▶ [Given problem A]:
Answer these questions about the Adeos nanokernel excerpt, one answer per line, marked the same way:
(i) For which kernel version was the Adeos patch posted?
(ii) What documentation file did Pavel Machek suggest adding?
(iii) Which nanokernel does Karim name as an example of one that had OS schedulers?
▶ [Given problem B]:
Carry on the excerpt about the Adeos nanokernel, picking up after its last sentence.

Various folks posted small problems with this version, and one small-but-big problem that broke compilation on all platforms. Various fixes surfaced after a day or two.

5. Adeos Nanokernel Updated

22 Sep 2002 - 25 Sep 2002 (10 posts) Subject: "[PATCH] Adeos nanokernel for 2.5.38 1/2: no-arch code"

Topics: Microkernels: Adeos, Real-Time: RTAI, Real-Time: RTLinux, SMP, Virtual Memory

People: Pavel MachekKarim YaghmourJacob Gorm Hansen

Karim Yaghmour posted a patch to add the Adeos nanokernel to the Linux source tree. He referred to an earlier post for explanation. Pavel Machek asked, "Maybe adding Docs/adeos.txt is good idea... (sorry can't access web right now) -- so this is aimed at being free rtlinux replacement?" Karim promised to get Docs/adeos.txt going, and added:

I'm not sure "replacement" is the appropriate description for this. The scheme used by rtlinux and rtai is a master-slave scheme where Linux is a slave to the rt executive. Adeos makes the entire scheme obsolete by making all the OSes running on the same hardware clients of the same nanokernel, regardless of whether the client OSes provide hard RT or not. None of these OSes need to have a "other OS" task, as rtlinux and rtai clearly do. Rather, when an OS is done using the machine, it tells Adeos that it's done and Adeos returns control to whichever other OS is next in the interrupt pipeline.

To be honest, nothing in Adeos is "new". Adeos is implemented on classic early '90s nanokernel research. I've listed a number of nanokernel papers in the paper I wrote on Adeos. A complete list of nanokernel papers would probably have hundreds of entries. Some of these nanokernels even had OS schedulers (exokernel for instance). All Adeos implements is a scheme for sharing the interrupts among the various OSes using an interrupt pipeline.

▶ [Data listing]:
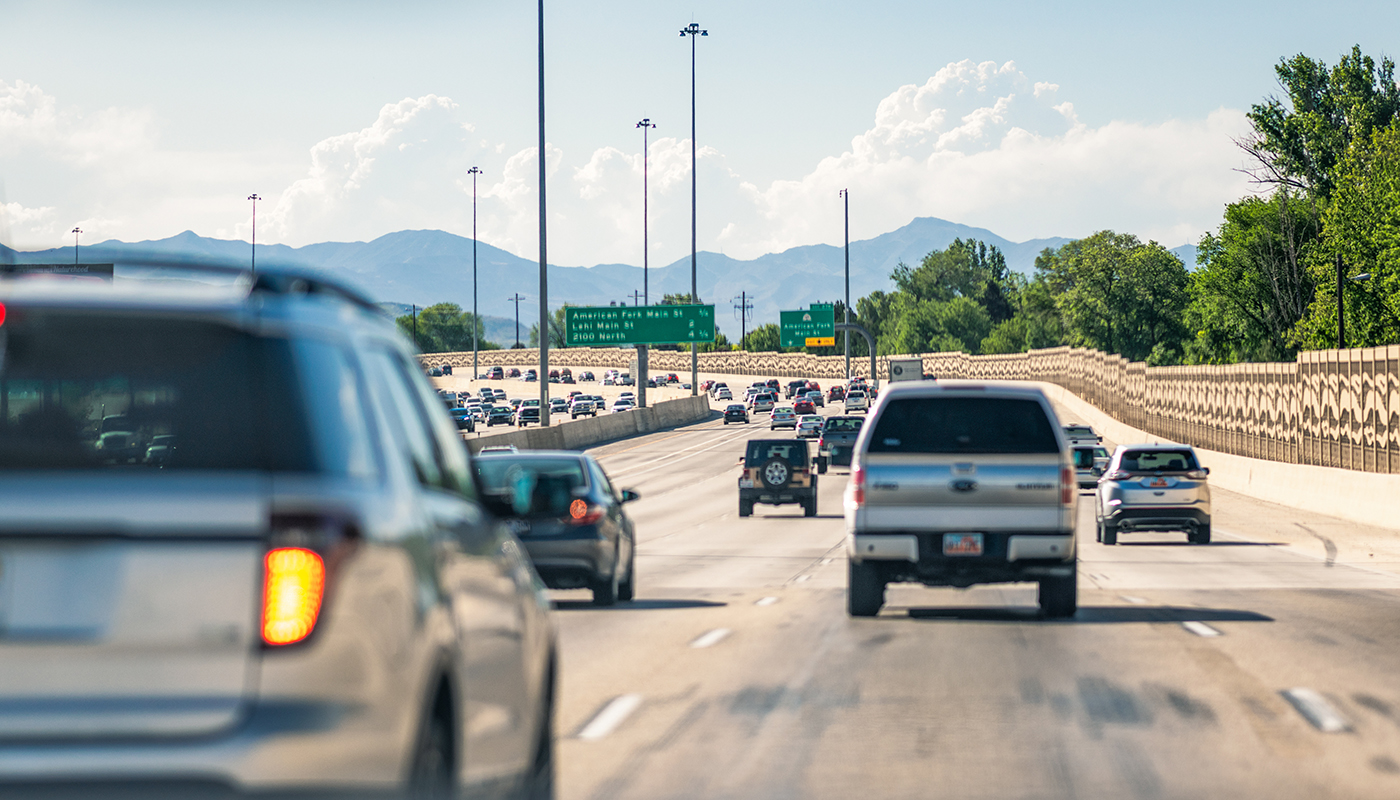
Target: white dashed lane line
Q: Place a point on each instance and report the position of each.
(711, 638)
(1316, 709)
(609, 718)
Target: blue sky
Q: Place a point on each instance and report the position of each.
(353, 119)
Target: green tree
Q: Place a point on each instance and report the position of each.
(1302, 143)
(445, 328)
(1119, 296)
(1362, 227)
(1253, 283)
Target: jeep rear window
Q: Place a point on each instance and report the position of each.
(963, 425)
(121, 391)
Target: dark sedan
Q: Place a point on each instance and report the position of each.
(569, 516)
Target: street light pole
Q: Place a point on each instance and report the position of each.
(254, 258)
(543, 269)
(646, 157)
(846, 336)
(476, 320)
(693, 30)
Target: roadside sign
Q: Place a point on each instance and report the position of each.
(811, 328)
(606, 325)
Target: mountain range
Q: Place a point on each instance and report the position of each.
(434, 266)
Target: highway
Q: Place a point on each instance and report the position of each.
(1259, 666)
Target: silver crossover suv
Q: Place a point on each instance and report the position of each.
(1154, 488)
(303, 594)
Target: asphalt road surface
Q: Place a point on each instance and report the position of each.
(1259, 666)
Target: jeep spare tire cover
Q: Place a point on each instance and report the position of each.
(776, 472)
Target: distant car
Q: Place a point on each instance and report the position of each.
(569, 516)
(777, 471)
(464, 419)
(1154, 488)
(783, 416)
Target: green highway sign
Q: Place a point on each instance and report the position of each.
(811, 328)
(606, 325)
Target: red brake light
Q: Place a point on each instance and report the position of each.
(294, 584)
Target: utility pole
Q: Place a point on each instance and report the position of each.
(476, 320)
(517, 299)
(254, 259)
(693, 30)
(846, 336)
(543, 261)
(744, 307)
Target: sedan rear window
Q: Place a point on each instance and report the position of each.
(963, 425)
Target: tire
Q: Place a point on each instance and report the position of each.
(627, 590)
(1060, 596)
(864, 589)
(1110, 534)
(433, 775)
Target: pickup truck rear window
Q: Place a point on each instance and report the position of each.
(963, 425)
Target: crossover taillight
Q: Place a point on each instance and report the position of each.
(294, 584)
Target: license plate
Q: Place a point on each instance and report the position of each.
(962, 544)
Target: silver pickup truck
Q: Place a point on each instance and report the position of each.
(956, 484)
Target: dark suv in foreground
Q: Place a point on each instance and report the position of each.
(305, 594)
(777, 472)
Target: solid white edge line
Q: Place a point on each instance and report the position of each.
(1316, 709)
(609, 718)
(711, 638)
(1200, 628)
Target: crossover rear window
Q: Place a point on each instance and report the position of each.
(963, 425)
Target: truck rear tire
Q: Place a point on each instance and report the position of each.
(864, 589)
(1060, 596)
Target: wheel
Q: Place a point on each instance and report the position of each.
(1110, 534)
(605, 591)
(1060, 596)
(864, 589)
(627, 590)
(433, 775)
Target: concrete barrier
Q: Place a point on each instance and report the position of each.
(581, 433)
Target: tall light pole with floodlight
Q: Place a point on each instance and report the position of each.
(693, 30)
(476, 321)
(254, 259)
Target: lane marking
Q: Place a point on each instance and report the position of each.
(711, 638)
(609, 718)
(1316, 709)
(1200, 628)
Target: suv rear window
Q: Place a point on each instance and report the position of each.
(118, 391)
(963, 425)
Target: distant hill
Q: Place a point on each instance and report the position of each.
(434, 266)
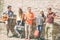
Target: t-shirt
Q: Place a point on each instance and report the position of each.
(29, 18)
(50, 17)
(39, 20)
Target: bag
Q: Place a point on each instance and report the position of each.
(36, 33)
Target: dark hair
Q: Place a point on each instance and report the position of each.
(49, 8)
(20, 11)
(9, 6)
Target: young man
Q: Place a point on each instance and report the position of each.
(49, 24)
(9, 12)
(29, 16)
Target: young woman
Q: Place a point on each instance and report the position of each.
(19, 21)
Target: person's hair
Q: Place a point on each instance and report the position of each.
(20, 11)
(49, 8)
(9, 6)
(28, 7)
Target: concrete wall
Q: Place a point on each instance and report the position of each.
(36, 5)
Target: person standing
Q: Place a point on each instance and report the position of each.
(39, 24)
(29, 16)
(49, 24)
(9, 12)
(19, 21)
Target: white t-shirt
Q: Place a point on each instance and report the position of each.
(39, 20)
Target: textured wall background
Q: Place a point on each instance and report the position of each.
(36, 5)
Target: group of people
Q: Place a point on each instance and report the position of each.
(27, 19)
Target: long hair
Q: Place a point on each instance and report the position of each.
(20, 11)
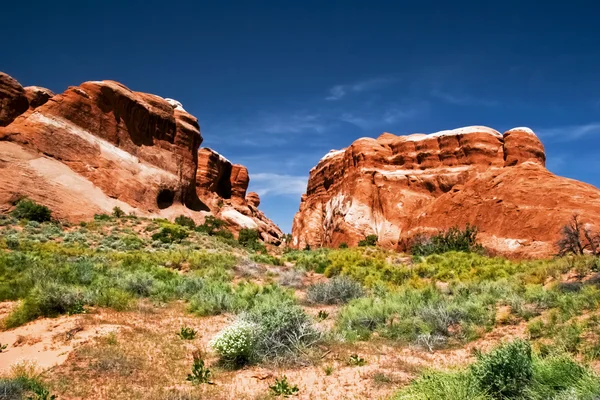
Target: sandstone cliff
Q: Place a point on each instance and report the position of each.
(101, 145)
(222, 187)
(398, 186)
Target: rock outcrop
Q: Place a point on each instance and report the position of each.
(222, 187)
(13, 100)
(398, 186)
(101, 145)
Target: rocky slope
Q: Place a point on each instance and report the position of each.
(101, 145)
(398, 186)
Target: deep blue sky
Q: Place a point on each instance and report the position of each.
(277, 84)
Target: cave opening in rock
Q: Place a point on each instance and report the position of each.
(165, 198)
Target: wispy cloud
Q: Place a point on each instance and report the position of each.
(462, 99)
(375, 118)
(570, 133)
(292, 123)
(339, 91)
(268, 129)
(278, 184)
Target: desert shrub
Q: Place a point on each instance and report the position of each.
(250, 239)
(443, 385)
(266, 259)
(283, 329)
(211, 225)
(236, 343)
(6, 220)
(30, 210)
(12, 389)
(118, 212)
(510, 371)
(370, 240)
(102, 217)
(283, 388)
(555, 373)
(200, 373)
(187, 333)
(338, 290)
(185, 221)
(506, 371)
(291, 278)
(112, 297)
(170, 234)
(454, 239)
(139, 284)
(213, 298)
(317, 260)
(224, 234)
(48, 299)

▶ [Expected output A]:
(i) 2.5.38
(ii) Docs/adeos.txt
(iii) Exokernel

▶ [Expected output B]:
Jacob Gorm Hansen asked, "are you planning to add spaces & portals, like in Space or Pebble?" And Karim explained:

I'm not sure whether what we plan to offer actually fits Space's definition of spaces, but domains already exist and portals should be trivial to implement over what we already have. For details on what plan to offer in terms of spaces, take a look at the paper I wrote describing how to implement Linux SMP clusters:

Basically, Adeos would hand over RAM regions according to each OS instance's requests. In such a case, each kernel would have its own virtual memory and communication would be possible using "bridges", shared physical RAM regions. Many OSes can coexist in the same virtual address space, but the mechanisms for managing the virtual address space are not up to Adeos.

Close by, Pavel continued his inquiry, asking, "Are you actually able to use Adeos for something reasonable? You can't run two copies of linux, because they would fight over memory; right? Do you have something that can run alongside linux?" As far as running two concurrent invocations of Linux, Karim agreed that currently this was impossible. But he added, "I've already detailed how to do this in a paper I wrote last july on how to obtain Linux SMP clusters with as few modifications to the kernel as possible." He gave the same link as above. To the question of whether there was anything that could run alongside Linux, he went on:

Certainly. According to some reports it's already used in some commercial systems and, as today's RTAI announcement reads, it will be the basis for the next release of RTAI.

What we need now is ports to other architectures than the i386. This should be fairly simple for anyone familiar enough with the Linux interrupt layer for any other arch.

Pavel remarked, "Good luck pushing it through linus."

6. Status Of 2.5 IDE

23 Sep 2002 - 27 Sep 2002 (7 posts) Subject: "2.5.38: modular IDE broken"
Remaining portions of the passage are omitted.